» **What to do**
From the discussion of statistical significance, return the passage that opens with the words containing "I get the statistics, even" and closes with "a classic example.", copied without any change.

» **Text under study**
□ □ □ □ □

Is your claim that TMS doesn't have a statistically significant separation from placebo, or that in your experiment the placebo would show a statistically significant separation from the placebo?

Given the large number of studies started and thrown together(many never published), I have a good bit of skepticism as to what 'statistically significant separation from placebo' really is....and yes I am comfortable with stats.
 
I get the statistics, even though I don't know where Bakersfield is (there can be a 6% chance that the difference between A and B is not real, a 4% chance the difference between B and C is not real, while still being a >5% chance that the difference between A and C is not real).

I think we're agreeing, but if you'd said that a result was "not real" in my epid classes, my professor would have swatted you with a ruler! Because the idea that something is "not real" or that it "could have happened by chance" are dramatically different ideas, not just synonymous statements. The results are real. They measured things. At least, unless they made numbers up.

The lithium, depakote, lithium+depakote for prevention of mania recurrence study is a classic example.

Lithium is better than placebo, depakote is better than placebo.

Lithium+depakote is better than placebo and depakote alone.

Lithium+depakote was also better than lithium alone. But because this difference was not "statistically significant," people wrongly go around saying that lithium+depakote was not better than lithium alone. Whoever decided this was the way to teach medical students about statistics should be smacked, because that's not correct. If you look at the probability distributions, there's a really good chance that lithium+depakote really was better than lithium not by chance, though the probability of it being by chance was greater than our beloved alpha of 0.05. And where we agree is that alpha of 0.05 is a very blunt instrument that makes people very stupid if they don't think.

So, there aren't any true paradoxes in these things. We just use these confidence intervals to tell us how much we might trust these results as being something that would happen in an infinite universe of practice. The results are the results. They're never "real" or "unreal". But we may or may not feel like it makes sense to believe that they would apply in another study or in the patient we have in front of us.
 
Anyway, if you buy that ECT is a legitimate treatment.

□ □ □ □ □

Natural language region descriptions:
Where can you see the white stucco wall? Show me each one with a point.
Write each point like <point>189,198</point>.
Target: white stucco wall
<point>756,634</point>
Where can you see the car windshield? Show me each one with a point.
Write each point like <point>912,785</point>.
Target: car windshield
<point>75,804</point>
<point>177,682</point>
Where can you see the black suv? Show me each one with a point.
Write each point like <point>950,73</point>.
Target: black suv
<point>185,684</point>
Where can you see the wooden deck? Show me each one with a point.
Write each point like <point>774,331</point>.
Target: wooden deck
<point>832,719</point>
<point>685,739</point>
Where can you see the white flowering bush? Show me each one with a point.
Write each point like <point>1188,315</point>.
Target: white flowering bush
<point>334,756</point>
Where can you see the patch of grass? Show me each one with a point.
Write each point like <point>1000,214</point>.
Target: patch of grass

□ □ □ □ □

» **Task answer**
I get the statistics, even though I don't know where Bakersfield is (there can be a 6% chance that the difference between A and B is not real, a 4% chance the difference between B and C is not real, while still being a >5% chance that the difference between A and C is not real).

I think we're agreeing, but if you'd said that a result was "not real" in my epid classes, my professor would have swatted you with a ruler! Because the idea that something is "not real" or that it "could have happened by chance" are dramatically different ideas, not just synonymous statements. The results are real. They measured things. At least, unless they made numbers up.

The lithium, depakote, lithium+depakote for prevention of mania recurrence study is a classic example.